### ABOUT THIS TASK:
Take the records below and write them out again exactly.

DATA EXTRACTS below:

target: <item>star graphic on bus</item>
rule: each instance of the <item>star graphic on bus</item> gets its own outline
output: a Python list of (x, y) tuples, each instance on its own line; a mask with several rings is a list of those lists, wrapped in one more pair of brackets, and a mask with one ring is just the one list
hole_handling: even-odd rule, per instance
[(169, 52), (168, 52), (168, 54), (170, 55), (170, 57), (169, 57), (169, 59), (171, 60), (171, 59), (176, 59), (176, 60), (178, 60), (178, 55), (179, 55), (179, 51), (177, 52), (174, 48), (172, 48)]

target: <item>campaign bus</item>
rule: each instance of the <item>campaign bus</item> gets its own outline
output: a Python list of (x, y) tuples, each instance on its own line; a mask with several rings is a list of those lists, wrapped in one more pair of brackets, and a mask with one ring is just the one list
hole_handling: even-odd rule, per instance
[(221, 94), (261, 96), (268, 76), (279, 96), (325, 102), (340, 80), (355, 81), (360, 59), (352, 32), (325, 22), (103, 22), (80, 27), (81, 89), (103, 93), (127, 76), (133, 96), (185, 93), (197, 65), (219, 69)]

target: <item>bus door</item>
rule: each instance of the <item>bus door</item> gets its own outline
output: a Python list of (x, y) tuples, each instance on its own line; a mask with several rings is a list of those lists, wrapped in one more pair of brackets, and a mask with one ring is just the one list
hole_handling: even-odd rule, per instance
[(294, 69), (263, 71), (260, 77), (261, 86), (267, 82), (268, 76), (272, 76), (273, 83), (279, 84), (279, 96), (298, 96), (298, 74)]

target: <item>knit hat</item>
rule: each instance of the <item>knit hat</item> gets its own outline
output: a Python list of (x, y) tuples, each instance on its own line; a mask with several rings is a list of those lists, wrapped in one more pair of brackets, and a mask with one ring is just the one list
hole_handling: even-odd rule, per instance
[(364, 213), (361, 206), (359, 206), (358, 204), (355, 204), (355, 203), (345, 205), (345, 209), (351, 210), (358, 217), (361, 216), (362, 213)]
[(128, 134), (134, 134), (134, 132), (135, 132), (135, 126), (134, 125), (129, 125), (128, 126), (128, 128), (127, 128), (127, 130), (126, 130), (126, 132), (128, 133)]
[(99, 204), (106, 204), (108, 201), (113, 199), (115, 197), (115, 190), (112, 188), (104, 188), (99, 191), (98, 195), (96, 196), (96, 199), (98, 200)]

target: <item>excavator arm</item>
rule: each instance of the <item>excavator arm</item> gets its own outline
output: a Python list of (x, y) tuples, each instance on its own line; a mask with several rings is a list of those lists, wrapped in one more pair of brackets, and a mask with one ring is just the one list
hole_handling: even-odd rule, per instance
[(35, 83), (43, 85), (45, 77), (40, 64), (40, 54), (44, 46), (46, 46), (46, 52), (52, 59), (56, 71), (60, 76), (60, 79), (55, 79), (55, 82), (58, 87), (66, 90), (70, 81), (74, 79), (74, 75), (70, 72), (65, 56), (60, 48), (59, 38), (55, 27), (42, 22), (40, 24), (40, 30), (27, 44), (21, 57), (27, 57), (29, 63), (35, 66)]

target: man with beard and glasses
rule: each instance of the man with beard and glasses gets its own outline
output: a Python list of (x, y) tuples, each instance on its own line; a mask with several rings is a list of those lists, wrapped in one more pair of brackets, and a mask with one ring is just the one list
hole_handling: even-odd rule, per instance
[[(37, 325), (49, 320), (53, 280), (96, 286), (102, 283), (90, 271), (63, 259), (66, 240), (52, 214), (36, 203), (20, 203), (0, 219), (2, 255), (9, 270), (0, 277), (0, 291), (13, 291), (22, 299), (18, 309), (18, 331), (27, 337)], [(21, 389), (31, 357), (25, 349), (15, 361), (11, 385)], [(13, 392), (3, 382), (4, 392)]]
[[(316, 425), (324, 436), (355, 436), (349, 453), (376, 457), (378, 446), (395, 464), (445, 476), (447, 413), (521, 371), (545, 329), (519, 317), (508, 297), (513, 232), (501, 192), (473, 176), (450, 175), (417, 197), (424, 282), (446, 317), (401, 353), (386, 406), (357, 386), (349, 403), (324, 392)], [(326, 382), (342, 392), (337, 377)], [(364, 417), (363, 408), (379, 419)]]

End of DATA EXTRACTS.

### COMPLETED TASK:
target: <item>star graphic on bus</item>
rule: each instance of the <item>star graphic on bus</item> gets its own outline
output: a Python list of (x, y) tuples, each instance on its own line; a mask with several rings is a list of those lists, wrapped in one more pair of brackets, and a mask with one ring is just the one list
hole_handling: even-odd rule, per instance
[(169, 52), (168, 52), (168, 54), (170, 55), (170, 57), (169, 57), (169, 59), (171, 60), (171, 59), (176, 59), (176, 60), (178, 60), (178, 55), (179, 55), (179, 51), (177, 52), (174, 48), (172, 48)]

target: <item>campaign bus</item>
rule: each instance of the <item>campaign bus</item> gets its own outline
output: a Python list of (x, y) tuples, each instance on its own line; a mask with several rings is a list of those lists, wrapped in one more pair of brackets, and a mask with one ring is just the one list
hole_handling: even-odd rule, per instance
[(221, 94), (261, 96), (268, 76), (279, 96), (325, 102), (340, 80), (355, 81), (360, 59), (352, 32), (325, 22), (103, 22), (80, 27), (81, 89), (103, 93), (127, 76), (133, 96), (185, 93), (197, 65), (219, 69)]

target: <item>bus door</item>
rule: each instance of the <item>bus door</item> gets its own outline
output: a Python list of (x, y) tuples, each instance on its own line; a mask with several rings is a list of those lists, wrapped in one more pair of brackets, and a mask with one ring is just the one list
hole_handling: even-odd rule, per instance
[(294, 69), (263, 71), (260, 77), (261, 86), (267, 82), (268, 76), (272, 76), (273, 83), (279, 84), (279, 96), (298, 96), (298, 74)]

target: <item>knit hat</item>
rule: each instance of the <item>knit hat</item> gets its own outline
output: a Python list of (x, y) tuples, each instance on its own line; a mask with several rings is a list of those lists, wrapped in one more pair of brackets, and a mask with one ring is just the one list
hole_handling: even-odd rule, per instance
[(364, 213), (361, 206), (359, 206), (358, 204), (355, 204), (355, 203), (345, 205), (345, 209), (351, 210), (358, 217), (361, 216), (362, 213)]
[(128, 134), (134, 134), (134, 132), (135, 132), (135, 126), (134, 125), (129, 125), (128, 126), (128, 128), (127, 128), (127, 130), (126, 130), (126, 132), (128, 133)]
[(99, 204), (106, 204), (108, 201), (113, 199), (115, 197), (115, 190), (112, 188), (104, 188), (99, 191), (98, 195), (96, 196), (96, 199), (98, 200)]

target: <item>excavator arm</item>
rule: each instance of the <item>excavator arm</item> gets its own outline
output: a Python list of (x, y) tuples, each instance on its own line; a mask with several rings is a list of those lists, wrapped in one more pair of brackets, and a mask with one ring is just the one list
hole_handling: even-odd rule, per instance
[(35, 83), (43, 85), (45, 77), (40, 64), (40, 54), (44, 46), (46, 46), (46, 52), (52, 59), (56, 71), (60, 76), (60, 79), (55, 79), (55, 82), (58, 87), (66, 90), (70, 81), (74, 79), (74, 75), (70, 72), (65, 56), (60, 48), (59, 38), (55, 27), (42, 22), (40, 24), (40, 30), (27, 44), (21, 57), (27, 57), (29, 63), (35, 66)]

target: man with beard and glasses
rule: each instance of the man with beard and glasses gets its own outline
output: a Python list of (x, y) tuples, each instance on its own line; a mask with several rings is a list of those lists, wrapped in one more pair of brackets, and a mask with one ring is just the one list
hole_handling: even-odd rule, per instance
[[(37, 325), (49, 320), (53, 280), (96, 286), (102, 283), (90, 271), (63, 259), (66, 240), (52, 214), (36, 203), (20, 203), (0, 219), (2, 255), (9, 270), (0, 277), (0, 291), (13, 291), (22, 299), (18, 309), (18, 331), (27, 337)], [(21, 389), (31, 357), (25, 349), (15, 361), (11, 385)], [(13, 392), (3, 382), (4, 392)]]
[[(316, 425), (324, 436), (355, 436), (349, 453), (376, 457), (378, 446), (395, 464), (445, 476), (447, 413), (521, 371), (545, 329), (519, 317), (508, 297), (513, 232), (501, 192), (473, 176), (450, 175), (417, 197), (424, 282), (446, 317), (401, 353), (386, 406), (357, 386), (349, 403), (324, 392)], [(326, 382), (342, 392), (337, 377)], [(364, 417), (363, 408), (379, 419)]]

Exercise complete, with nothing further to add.